▶ TASK INSTRUCTIONS
Return the records in full, exactly as given.

▶ Items from a data source

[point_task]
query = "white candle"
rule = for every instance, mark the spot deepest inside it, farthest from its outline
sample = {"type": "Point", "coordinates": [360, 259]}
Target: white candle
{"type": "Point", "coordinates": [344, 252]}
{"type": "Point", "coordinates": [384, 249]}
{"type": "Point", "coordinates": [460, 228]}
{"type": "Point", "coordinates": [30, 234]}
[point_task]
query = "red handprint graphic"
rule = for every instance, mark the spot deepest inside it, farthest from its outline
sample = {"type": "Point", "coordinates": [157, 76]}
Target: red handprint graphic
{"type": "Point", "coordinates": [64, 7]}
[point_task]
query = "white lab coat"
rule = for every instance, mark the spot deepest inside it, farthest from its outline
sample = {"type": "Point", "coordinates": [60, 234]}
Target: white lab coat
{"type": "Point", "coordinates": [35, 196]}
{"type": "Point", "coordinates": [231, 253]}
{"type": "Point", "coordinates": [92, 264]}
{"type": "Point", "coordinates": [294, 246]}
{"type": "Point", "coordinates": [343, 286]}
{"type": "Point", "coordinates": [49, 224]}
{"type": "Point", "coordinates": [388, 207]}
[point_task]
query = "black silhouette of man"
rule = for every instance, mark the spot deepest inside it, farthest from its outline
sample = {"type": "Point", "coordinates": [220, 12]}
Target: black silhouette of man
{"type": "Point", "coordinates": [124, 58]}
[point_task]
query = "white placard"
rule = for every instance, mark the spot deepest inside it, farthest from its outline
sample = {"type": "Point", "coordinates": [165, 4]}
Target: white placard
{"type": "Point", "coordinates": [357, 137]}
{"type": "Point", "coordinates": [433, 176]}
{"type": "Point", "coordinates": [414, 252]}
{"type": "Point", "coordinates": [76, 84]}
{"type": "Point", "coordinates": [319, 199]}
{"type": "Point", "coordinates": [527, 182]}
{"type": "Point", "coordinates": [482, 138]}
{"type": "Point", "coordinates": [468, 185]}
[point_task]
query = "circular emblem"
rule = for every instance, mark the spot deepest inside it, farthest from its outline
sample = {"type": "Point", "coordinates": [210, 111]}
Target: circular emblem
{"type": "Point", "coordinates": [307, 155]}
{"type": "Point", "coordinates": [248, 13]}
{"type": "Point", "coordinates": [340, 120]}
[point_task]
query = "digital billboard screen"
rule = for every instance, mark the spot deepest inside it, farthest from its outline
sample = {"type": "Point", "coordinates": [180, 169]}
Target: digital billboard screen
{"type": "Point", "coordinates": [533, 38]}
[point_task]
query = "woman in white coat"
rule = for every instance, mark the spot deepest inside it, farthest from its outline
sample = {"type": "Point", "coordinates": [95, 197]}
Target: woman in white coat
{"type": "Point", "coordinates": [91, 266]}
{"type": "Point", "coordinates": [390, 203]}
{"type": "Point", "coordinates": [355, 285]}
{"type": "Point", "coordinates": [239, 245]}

▶ FINAL RESULT
[point_task]
query = "white candle"
rule = for every instance, mark the spot deepest inside it, farthest from its outline
sample = {"type": "Point", "coordinates": [360, 259]}
Target: white candle
{"type": "Point", "coordinates": [344, 252]}
{"type": "Point", "coordinates": [384, 249]}
{"type": "Point", "coordinates": [460, 228]}
{"type": "Point", "coordinates": [30, 234]}
[point_task]
query = "red handprint graphic"
rule = for every instance, mark the spot deepest inside it, farthest from its outline
sample = {"type": "Point", "coordinates": [157, 76]}
Target: red handprint graphic
{"type": "Point", "coordinates": [64, 7]}
[point_task]
query = "white lab coat"
rule = for every instance, mark the spot deepest inside it, farthest from its outline
sample = {"type": "Point", "coordinates": [60, 234]}
Target: white lab coat
{"type": "Point", "coordinates": [35, 196]}
{"type": "Point", "coordinates": [231, 253]}
{"type": "Point", "coordinates": [92, 264]}
{"type": "Point", "coordinates": [294, 246]}
{"type": "Point", "coordinates": [343, 286]}
{"type": "Point", "coordinates": [49, 224]}
{"type": "Point", "coordinates": [388, 207]}
[point_task]
query = "black silhouette of man"
rule = for every instance, mark the spot deepest inside it, farthest from its outline
sample = {"type": "Point", "coordinates": [220, 12]}
Target: black silhouette of man
{"type": "Point", "coordinates": [124, 58]}
[point_task]
query = "white placard"
rule = for every instance, mark the spot deepest inside it, farthest from its outline
sample = {"type": "Point", "coordinates": [165, 4]}
Target: white placard
{"type": "Point", "coordinates": [357, 137]}
{"type": "Point", "coordinates": [433, 176]}
{"type": "Point", "coordinates": [414, 252]}
{"type": "Point", "coordinates": [76, 84]}
{"type": "Point", "coordinates": [319, 199]}
{"type": "Point", "coordinates": [527, 182]}
{"type": "Point", "coordinates": [482, 138]}
{"type": "Point", "coordinates": [468, 185]}
[point_task]
query = "circular emblem"
rule = for every instance, mark the spot deepest inside it, farthest from its outline
sample = {"type": "Point", "coordinates": [210, 111]}
Target: circular emblem
{"type": "Point", "coordinates": [307, 155]}
{"type": "Point", "coordinates": [248, 13]}
{"type": "Point", "coordinates": [340, 120]}
[point_task]
query = "digital billboard screen"
rule = for every instance, mark the spot deepest inside it, farthest from its outline
sample = {"type": "Point", "coordinates": [180, 169]}
Target: digital billboard screen
{"type": "Point", "coordinates": [533, 38]}
[point_task]
query = "woman in white coat"
rule = for every instance, mark the spot deepest inside it, farthest from its outline
sample = {"type": "Point", "coordinates": [95, 197]}
Target: woman in white coat
{"type": "Point", "coordinates": [91, 266]}
{"type": "Point", "coordinates": [390, 203]}
{"type": "Point", "coordinates": [355, 285]}
{"type": "Point", "coordinates": [239, 245]}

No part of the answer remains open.